WRITTEN TASK 1
In the records, reproduce the stretch from the line containing "of the round" through the end of the records, substituting "fruit" for every occurrence of "kiwi" and leaving all else unchanged.
▬▬▬▬▬▬
Mine Hill & Schuylkill Haven Railroad
BY EARL J. HEYDINGER
RLHS Bulletin Vol 107, Pages 28 - 32
Most active of the operators mining and shipping coal for the opening, on December 3rd, 1824, of the Schuylkill Canal was the New York and Schuylkill Coal Co., with extensive land holdings on the West Branch Schuylkill River. While the act incorporating the M. H. & S. H. Railroad was in the Legislature, the Pottsville Miners Journal, on April 7th, 1827, reported that this company was running levels for a railroad along the West Branch and, on November 3rd, 1827, that the coal company planned to let contracts for railroad construction within six to eight weeks. The preliminary work by that company may account for the speed with which the Schuylkill Haven road developed after its incorporation on March 24th, 1828.
The railroad organized on May 21st, 1828, with Burd Patterson among its managers, and Samuel H. Kneass, who visited England with Strickland, as Engineer. By April, 1831, the heavy down track carried coal ten miles, from above Mine Hill Gap to Schuylkill Haven on the canal. The light return track was progressing. During the remainder of 1831, the line carried 17,559 tons of anthracite to the canal. Predictions then made of 100,000 tons annually received ridicule. The road carried over 1,500,000 tons in 1859.
In 1832, George Smith reported the track as being 4" x 7" rails with 12" x 2" strap iron, on 10" x 8" sleepers, notched for rail and placed on four-foot centers. R. A. Wilder, engineer of the railroad company said that the track was of 3" x 7" oak, with 15-foot strap rail 12" x a", consisting of 15 miles of main and 5 miles of branches.
On October 10th, 1832, the N. Y. and S. Coal Company, a New York corporation legislated out of existence by Pennsylvania, sold at auction 45 tracts (17,500 acres) of coal land purchased in 1823, 13 landings at Schuylkill Haven, and 400 shares, worth $20,000 par, in the M. H. & S. H. Railroad. Traffic for the second year, 65,420 tons, paid a seven percent dividend and enabled the managers to convert loans into stock. Lateral construction to near Deep Run and Mine Hill soon covered 60 to 70 square miles of productive coal lands. Strap rail came out and double-weight bar, allowing 22 ton loads, went down. Later, a pear-shaped rail, similar to that used on the Philadelphia & Columbia Railroad was laid. The company graded the 22-mile Muddy Run Branch in 1836, laid rail on it in 1837, and purchased the Wolf Creek branch from mine owners during 1838. On March 29th, 1836, the Legislature authorized a $400,000-capitalization and the use of locomotives. Despite this permission, animal power drew all coal until 1847.
When the Reading crossed the M. H. & S. H. at Mine Hill Crossing, in 1842, Gideon Best, on March 3rd, sent 18 cars of coal from his Wolf Creek mine for transfer to Philadelphia. On May 17, 1842, when the P. & R. Port Richmond docks opened, Best furnished 150 tons of coal in 50 cars for the train which left Schuylkill Haven at 4:00 A. M. This coal was enroute to a coastal port that same evening. however, financial stringencies of the early 1840's prevented reconstruction of the Mine Hill road as soon as desired.
▬▬▬▬▬▬
WRITTEN TASK 2
Resume the history of the Mine Hill & Schuylkill Haven Railroad, writing onward from its final sentence.
▬▬▬▬▬▬
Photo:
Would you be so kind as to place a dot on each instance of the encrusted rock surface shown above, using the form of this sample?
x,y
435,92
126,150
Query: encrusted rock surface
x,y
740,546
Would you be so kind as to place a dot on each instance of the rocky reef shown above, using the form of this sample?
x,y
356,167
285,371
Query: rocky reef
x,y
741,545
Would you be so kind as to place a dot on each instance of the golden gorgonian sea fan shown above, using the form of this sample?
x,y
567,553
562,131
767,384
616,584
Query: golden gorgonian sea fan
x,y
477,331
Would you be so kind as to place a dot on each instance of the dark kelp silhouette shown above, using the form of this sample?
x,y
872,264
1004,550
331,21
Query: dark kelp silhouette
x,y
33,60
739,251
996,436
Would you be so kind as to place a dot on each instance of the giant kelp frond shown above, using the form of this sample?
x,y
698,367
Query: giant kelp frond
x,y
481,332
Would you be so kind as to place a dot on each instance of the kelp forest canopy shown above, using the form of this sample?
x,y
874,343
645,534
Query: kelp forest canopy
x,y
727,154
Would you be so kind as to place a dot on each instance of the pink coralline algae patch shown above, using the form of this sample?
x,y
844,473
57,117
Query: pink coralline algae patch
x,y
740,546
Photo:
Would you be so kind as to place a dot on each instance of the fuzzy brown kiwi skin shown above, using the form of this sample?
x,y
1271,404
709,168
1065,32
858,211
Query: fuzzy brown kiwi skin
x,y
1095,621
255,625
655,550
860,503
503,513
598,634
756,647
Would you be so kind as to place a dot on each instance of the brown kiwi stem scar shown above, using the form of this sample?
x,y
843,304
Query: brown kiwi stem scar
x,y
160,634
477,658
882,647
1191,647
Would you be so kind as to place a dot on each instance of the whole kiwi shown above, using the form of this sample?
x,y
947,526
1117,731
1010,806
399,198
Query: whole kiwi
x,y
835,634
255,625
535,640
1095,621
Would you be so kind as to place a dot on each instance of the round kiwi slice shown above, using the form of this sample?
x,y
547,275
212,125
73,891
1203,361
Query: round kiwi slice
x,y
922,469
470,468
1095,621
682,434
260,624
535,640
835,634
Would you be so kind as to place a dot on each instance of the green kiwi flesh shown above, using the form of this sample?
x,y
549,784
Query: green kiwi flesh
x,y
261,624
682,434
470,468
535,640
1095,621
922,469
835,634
▬▬▬▬▬▬
EXERCISE OUTPUT 1
Would you be so kind as to place a dot on each instance of the round fruit slice shown above, using the form of this sample?
x,y
547,275
212,125
73,891
1203,361
Query: round fruit slice
x,y
922,469
470,468
1095,621
682,434
260,624
535,640
835,634
Would you be so kind as to place a dot on each instance of the green fruit flesh shown above, using the form of this sample?
x,y
549,784
Query: green fruit flesh
x,y
261,624
682,434
470,468
535,640
1095,621
922,469
835,634

EXERCISE OUTPUT 2
T-rail, 60 pounds to the yard, made by Reeves, Buck and Co., at Phoenixville, enabled the Swatra extension to Trenton, built in 1845-47, to handle heavy traffic. On March 9th, 1847, legislative permission renewed the right to employ locomotives. Reconstruction followed. R. A. Wilder, resident engineer at the time of reconstruction, told that the old grade, following the sinuous West Branch Valley as near grade as possible, was a succession of small radii, simple and compound curves, with few connecting tangents. Frequent bridges were untrussed stringers only four or five feet above the water. Track and bridge reconstruction to accommodate the wider and heavier cars finally required suspension of all operation for a week, during July, 1847. Fearful teamsters, hauling all coal for sixteen years, demanded higher pay contracts through the remainder of the year, threatening to remove all horses on August 14th. These demands were met by placing locomotives in operation before scheduled. The three Baldwins and three Norris 15- to 18-ton engines on order had not been received by the deadline, but engines loaned by the P. & R. enabled the Mine Hill to handle its traffic. Subsequently, the company bought heavier locomotives for use on the Tremont Branch. Use of locomotives naturally decreased the number of "trains," and caused the town of Cressona to be laid out with engine houses, shops, and stores for railroad material. This town, just above Schuylkill Haven, remained an important railroad point until 1929.
The first passenger traffic originated in 1848, when two trains ran each way between Schuylkill Haven and Minersville, and one train daily to and from Tremont. Stage connections extended and fed each route.
Prior to and during 1848, coal land owners in the Mahanoy Valley proposed that the Mine Hill R. R. cross Broad Mountain to tap the Second Coal Region of Pennsylvania. At the same time local interests also requested that extensions be built into Dauphin County. The Forest Improvement Co., coal land owners, applied for legislative sanction authorizing the extension to the Mahanoy Valley. Legislature granted the request in March, 1848. Solomon W. Roberts, with R. A. Wilder as assistant, laid out the new extension. Because costs were too high for the capitalization allowed, the Company refused the enabling legislation. Wilder opened the Swatara Branch in 1850, and the Muddy Creek Branch in 1853.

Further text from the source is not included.